• SELECTED TEXT:
“But What if Nobody Takes Notice?”

Alastair Crooke

“But what if nobody takes notice?” is the question posed by Robert Malley and Hussein Agha in an article in the recent New York Review of Books concerning the putative ‘shelf agreement’ being discussed between President Abbas and Prime Minister Olmert. A ‘shelf agreement’ is an exercise in outlining some principles for the settlement of the Palestinian issue, rather than to attempt a full solution. It is a document, the culmination of the Annapolis process, intended not for implementation; but rather immediately to be set aside — on the ‘shelf’ — whilst all parties, Bush, Abbas and Olmert declare the document to represent a huge triumph — whilst shamelessly waving this Chamberlinesque ‘peace in out time’ paper before their electorates in order to ‘help’ in their respective elections, or to cement legacies.

• DATASET EXCERPTS:
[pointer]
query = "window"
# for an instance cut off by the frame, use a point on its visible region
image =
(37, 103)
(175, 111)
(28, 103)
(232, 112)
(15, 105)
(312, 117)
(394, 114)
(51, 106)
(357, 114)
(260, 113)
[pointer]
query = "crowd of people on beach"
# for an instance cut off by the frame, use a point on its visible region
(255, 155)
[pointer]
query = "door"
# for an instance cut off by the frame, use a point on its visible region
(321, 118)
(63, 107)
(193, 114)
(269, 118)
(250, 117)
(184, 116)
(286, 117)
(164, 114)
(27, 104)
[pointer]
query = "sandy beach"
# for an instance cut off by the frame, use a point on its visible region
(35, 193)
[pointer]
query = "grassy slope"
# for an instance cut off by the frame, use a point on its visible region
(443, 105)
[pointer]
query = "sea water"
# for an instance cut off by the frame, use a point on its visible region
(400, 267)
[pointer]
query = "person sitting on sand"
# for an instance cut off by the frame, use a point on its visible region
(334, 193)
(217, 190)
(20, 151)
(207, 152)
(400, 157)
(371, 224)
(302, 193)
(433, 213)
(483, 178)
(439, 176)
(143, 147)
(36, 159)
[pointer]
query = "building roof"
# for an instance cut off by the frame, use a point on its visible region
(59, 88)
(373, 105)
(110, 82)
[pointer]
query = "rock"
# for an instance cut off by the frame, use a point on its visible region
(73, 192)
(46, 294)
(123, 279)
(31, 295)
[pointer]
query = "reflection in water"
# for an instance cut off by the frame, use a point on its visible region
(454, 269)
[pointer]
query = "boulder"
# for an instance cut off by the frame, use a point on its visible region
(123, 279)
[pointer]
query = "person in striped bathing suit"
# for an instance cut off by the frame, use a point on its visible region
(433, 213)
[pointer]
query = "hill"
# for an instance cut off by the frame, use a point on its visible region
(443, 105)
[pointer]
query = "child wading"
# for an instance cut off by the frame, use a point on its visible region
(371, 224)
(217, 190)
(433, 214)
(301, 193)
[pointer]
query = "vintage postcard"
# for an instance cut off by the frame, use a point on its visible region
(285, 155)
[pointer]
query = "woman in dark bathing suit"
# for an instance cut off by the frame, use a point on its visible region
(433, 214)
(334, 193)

• WHAT IS ASKED:
- 1) Revise the commentary on the shelf agreement from "Alastair Crooke" to "to cement legacies.", putting "voters" in place of "electorates".
- 2) In the commentary on the shelf agreement, who posed the question "But what if nobody takes notice?"
- 3) Carry the commentary on the shelf agreement forward from its last sentence.
The records play no part in the work that follows.

• THE ANSWERS:
- 1)
Alastair Crooke

“But what if nobody takes notice?” is the question posed by Robert Malley and Hussein Agha in an article in the recent New York Review of Books concerning the putative ‘shelf agreement’ being discussed between President Abbas and Prime Minister Olmert. A ‘shelf agreement’ is an exercise in outlining some principles for the settlement of the Palestinian issue, rather than to attempt a full solution. It is a document, the culmination of the Annapolis process, intended not for implementation; but rather immediately to be set aside — on the ‘shelf’ — whilst all parties, Bush, Abbas and Olmert declare the document to represent a huge triumph — whilst shamelessly waving this Chamberlinesque ‘peace in out time’ paper before their voters in order to ‘help’ in their respective elections, or to cement legacies.

- 2) Robert Malley and Hussein Agha

- 3)
Israel is expected to go to parliamentary elections shortly — whether or not Olmert survives the threat of a criminal indictment hanging over him. Olmert’s strategy has been to persuade Israelis that the ‘agreement’ is somehow an achievement. And in one limited sense, it may be seen by Israel to be an ‘achievement’. But not in bringing any change on the ground: the Occupation and the grinding life of Palestinians will continue as before. Indeed almost all Israelis and Palestinians understand that the much fêted ‘shelf agreement’ will be inoperable — neither Olmert nor Abbas can implement it, even if they wished so to do.

Change will be shelved. Olmert’s ‘achievement’, if it comes, will be in terms of pocketing further Palestinian concessions: Concessions on the Right of Return for refugees; on settlements; and in ambiguity on borders and Jerusalem. This is the ‘gift’ that President Bush hopes to present to Israel on its 60th birthday this year. Mahmoud Abbas may believe that Palestinians, desperate for any hope, will endorse it — and throw a lifeline to Fateh, Abbas’ fractured movement — in elections due in 2009. And Bush will have a ‘legacy’.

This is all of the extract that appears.